PROBLEM REQUIREMENTS
Render the records below as a two-column CSV with the headers record_text and answer, one row per record. Put each record's text and its answer in separate quoted fields, with line breaks turned into spaces.
⟨
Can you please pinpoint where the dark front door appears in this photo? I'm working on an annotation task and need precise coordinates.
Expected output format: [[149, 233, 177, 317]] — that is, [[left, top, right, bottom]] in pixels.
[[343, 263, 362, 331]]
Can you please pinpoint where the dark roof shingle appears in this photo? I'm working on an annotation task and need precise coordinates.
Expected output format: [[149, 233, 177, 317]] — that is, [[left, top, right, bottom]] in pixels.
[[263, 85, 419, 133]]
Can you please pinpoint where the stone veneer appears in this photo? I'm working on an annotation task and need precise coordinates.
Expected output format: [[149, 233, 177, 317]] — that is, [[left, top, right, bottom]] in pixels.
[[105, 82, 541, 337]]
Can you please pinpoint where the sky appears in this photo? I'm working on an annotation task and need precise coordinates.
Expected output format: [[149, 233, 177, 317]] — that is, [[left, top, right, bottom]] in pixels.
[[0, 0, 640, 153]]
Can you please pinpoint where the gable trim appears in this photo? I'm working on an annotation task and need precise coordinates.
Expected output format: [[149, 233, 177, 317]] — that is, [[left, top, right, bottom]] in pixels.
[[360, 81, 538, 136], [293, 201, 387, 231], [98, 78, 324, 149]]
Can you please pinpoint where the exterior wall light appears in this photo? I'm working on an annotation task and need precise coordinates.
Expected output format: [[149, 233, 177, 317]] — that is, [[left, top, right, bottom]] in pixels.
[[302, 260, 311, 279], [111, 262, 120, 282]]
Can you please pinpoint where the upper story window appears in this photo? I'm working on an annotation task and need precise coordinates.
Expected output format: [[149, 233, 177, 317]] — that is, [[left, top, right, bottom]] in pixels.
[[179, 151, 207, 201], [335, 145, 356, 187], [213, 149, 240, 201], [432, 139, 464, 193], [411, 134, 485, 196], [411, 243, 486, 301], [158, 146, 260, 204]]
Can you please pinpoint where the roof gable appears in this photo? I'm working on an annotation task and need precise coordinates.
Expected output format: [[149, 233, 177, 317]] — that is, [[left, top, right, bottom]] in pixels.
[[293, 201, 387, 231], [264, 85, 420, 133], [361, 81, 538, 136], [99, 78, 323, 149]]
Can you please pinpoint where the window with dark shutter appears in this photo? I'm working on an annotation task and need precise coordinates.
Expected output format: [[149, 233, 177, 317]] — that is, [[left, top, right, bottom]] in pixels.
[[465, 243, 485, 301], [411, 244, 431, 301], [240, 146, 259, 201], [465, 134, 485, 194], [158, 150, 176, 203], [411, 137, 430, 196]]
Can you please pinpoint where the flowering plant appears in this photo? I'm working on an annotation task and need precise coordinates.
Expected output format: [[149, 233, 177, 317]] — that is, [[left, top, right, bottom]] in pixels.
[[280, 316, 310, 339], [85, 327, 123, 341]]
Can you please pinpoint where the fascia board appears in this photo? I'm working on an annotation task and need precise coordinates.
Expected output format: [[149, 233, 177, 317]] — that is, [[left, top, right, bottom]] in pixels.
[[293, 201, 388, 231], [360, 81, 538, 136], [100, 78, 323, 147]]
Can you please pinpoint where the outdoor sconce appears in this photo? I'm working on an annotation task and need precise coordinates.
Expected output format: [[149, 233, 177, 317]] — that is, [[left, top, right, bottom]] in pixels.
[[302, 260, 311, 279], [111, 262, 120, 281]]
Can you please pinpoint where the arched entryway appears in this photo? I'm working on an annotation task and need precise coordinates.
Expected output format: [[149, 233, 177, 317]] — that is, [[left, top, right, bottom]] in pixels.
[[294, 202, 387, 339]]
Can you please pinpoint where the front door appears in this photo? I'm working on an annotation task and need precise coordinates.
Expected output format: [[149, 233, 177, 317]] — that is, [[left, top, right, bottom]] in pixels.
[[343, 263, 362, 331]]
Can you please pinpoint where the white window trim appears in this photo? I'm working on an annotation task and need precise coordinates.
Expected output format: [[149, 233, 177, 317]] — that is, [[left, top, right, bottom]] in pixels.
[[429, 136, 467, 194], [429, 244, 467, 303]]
⟩
EXERCISE ANSWER
record_text,answer
"Can you please pinpoint where the dark front door appears in this photo? I'm working on an annotation task and need precise coordinates. Expected output format: [[149, 233, 177, 317]] — that is, [[left, top, right, bottom]] in pixels.","[[343, 263, 362, 331]]"
"Can you please pinpoint where the dark roof shingle appears in this photo? I'm working on an annotation task and need precise coordinates. Expected output format: [[149, 233, 177, 317]] — that is, [[left, top, right, bottom]] in pixels.","[[263, 85, 419, 133]]"
"Can you please pinpoint where the stone veneer appears in this photo? I'm working on an annotation task and need precise coordinates. Expected output format: [[149, 233, 177, 317]] — that is, [[left, top, right, bottom]] in pixels.","[[105, 82, 541, 337]]"
"Can you please pinpoint where the sky appears in this photo? I'm working on an annotation task and need precise coordinates. Expected output format: [[149, 233, 177, 317]] — that is, [[left, top, right, bottom]] in pixels.","[[0, 0, 640, 153]]"
"Can you please pinpoint where the gable trim appears in this photo? I'm working on an annotation task and need precise coordinates. Expected output format: [[149, 233, 177, 317]] — that is, [[left, top, right, bottom]] in pixels.","[[360, 81, 538, 136], [293, 201, 387, 231], [98, 78, 324, 149]]"
"Can you please pinpoint where the exterior wall light appears in this photo? I'm working on an annotation task and need precise coordinates. Expected output format: [[149, 233, 177, 317]] — that is, [[left, top, right, bottom]] in pixels.","[[302, 260, 311, 279], [111, 262, 120, 282]]"
"Can you please pinpoint where the upper story window appears in this photo? I'm working on an annotation task and need precise coordinates. Expected output format: [[149, 233, 177, 317]] — that is, [[left, top, right, bottom]] in pixels.","[[179, 151, 207, 201], [335, 145, 356, 187], [213, 149, 240, 201], [432, 139, 464, 193], [411, 134, 485, 196], [411, 243, 486, 301], [158, 146, 260, 204]]"
"Can you please pinpoint where the roof gable appears in this photo? I'm working on an annotation task and need precise coordinates. Expected output format: [[149, 233, 177, 317]] — that is, [[left, top, right, bottom]] in pixels.","[[293, 201, 387, 231], [264, 85, 420, 133], [361, 81, 538, 136], [99, 78, 323, 149]]"
"Can you please pinpoint where the window with dark shutter appears in this photo? I'm working on an annotation task and need precise coordinates. Expected output format: [[149, 233, 177, 317]] — that is, [[left, top, right, bottom]] in pixels.","[[465, 243, 485, 301], [411, 244, 431, 301], [240, 146, 259, 201], [465, 134, 485, 194], [158, 150, 176, 203], [411, 137, 430, 196]]"
"Can you please pinpoint where the flowering plant appears in this photo? I'm working on an annotation task and need precise coordinates. Expected output format: [[149, 233, 177, 317]] — that is, [[left, top, right, bottom]] in pixels.","[[280, 316, 310, 339], [85, 327, 123, 341]]"
"Can you please pinpoint where the fascia board appears in this photo? I'm working on an annotation task and need precise coordinates. Expected output format: [[149, 233, 177, 317]] — that is, [[left, top, right, bottom]] in pixels.","[[293, 201, 388, 231], [360, 81, 538, 136], [100, 78, 323, 147]]"
"Can you please pinpoint where the outdoor sconce appears in this photo? I'm working on an annotation task and need precise coordinates. Expected output format: [[149, 233, 177, 317]] — that is, [[left, top, right, bottom]] in pixels.","[[302, 260, 311, 279], [111, 262, 120, 281]]"
"Can you please pinpoint where the arched entryway appears in this photo? I'm working on an annotation task and need precise coordinates. Expected output format: [[149, 233, 177, 317]] — that is, [[left, top, right, bottom]] in pixels.","[[294, 202, 387, 339]]"
"Can you please pinpoint where the front door appears in this photo? I'm working on an annotation task and need precise coordinates. Expected output format: [[149, 233, 177, 317]] — that is, [[left, top, right, bottom]] in pixels.","[[343, 263, 362, 331]]"
"Can you please pinpoint where the white window trim appears in this photo? I'm working on an annotation task and need precise coordinates. Expected output format: [[149, 233, 177, 317]] — that is, [[left, top, right, bottom]] in pixels.","[[429, 136, 467, 194], [429, 244, 467, 303]]"